- [PROBLEM TO SOLVE]
When you copy the material below, keep every line exact and drop the pictures.
-*-
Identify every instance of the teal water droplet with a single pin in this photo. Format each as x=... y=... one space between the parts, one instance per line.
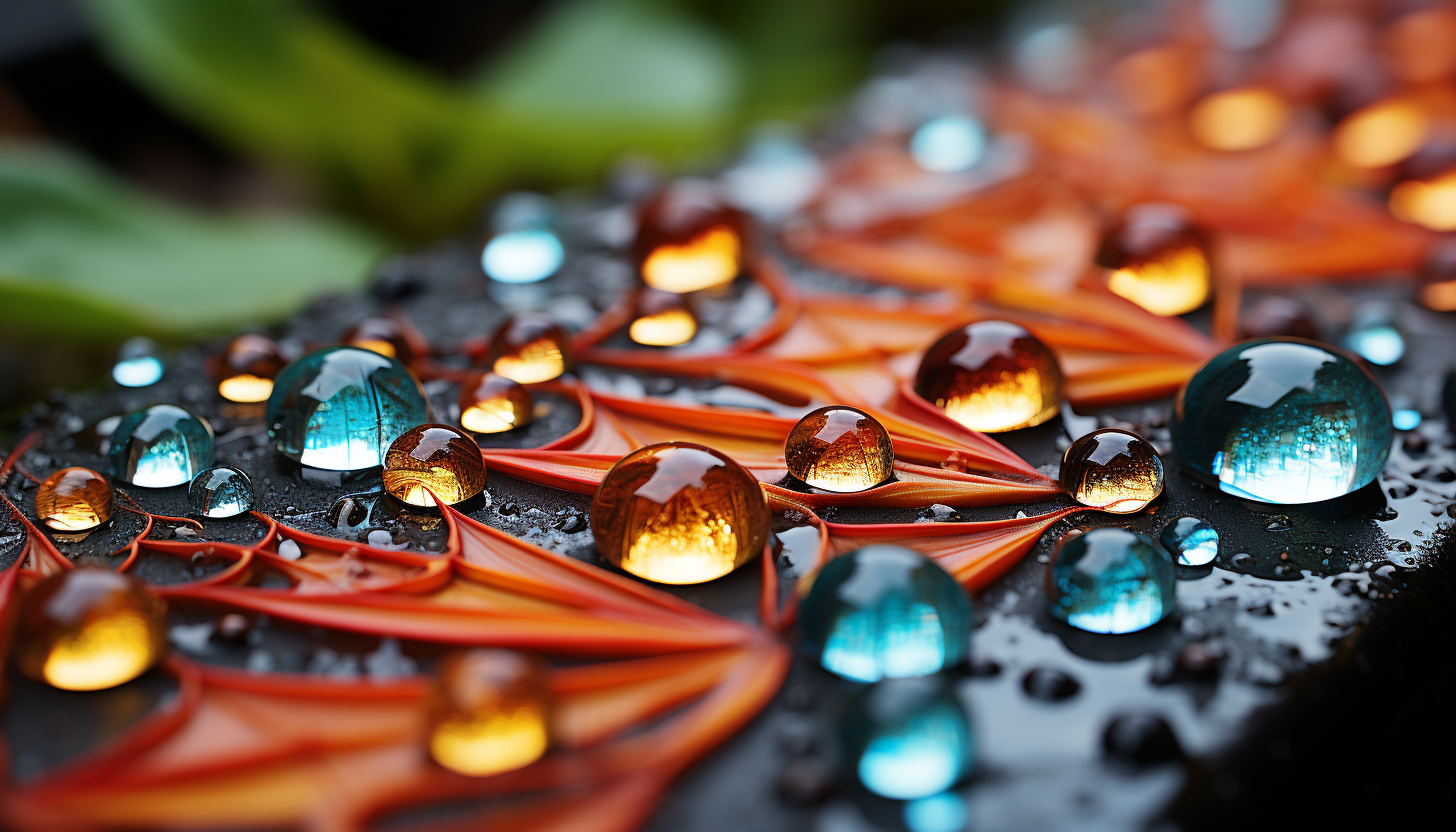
x=909 y=738
x=220 y=491
x=885 y=612
x=1283 y=420
x=1110 y=580
x=339 y=408
x=1190 y=541
x=160 y=446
-*-
- [REPLY]
Identify every instance of the teal water droplet with a single pin in this photo. Format each as x=... y=... one space between the parts, one instance per line.
x=909 y=738
x=220 y=491
x=885 y=612
x=1283 y=420
x=1110 y=580
x=339 y=408
x=1190 y=541
x=160 y=446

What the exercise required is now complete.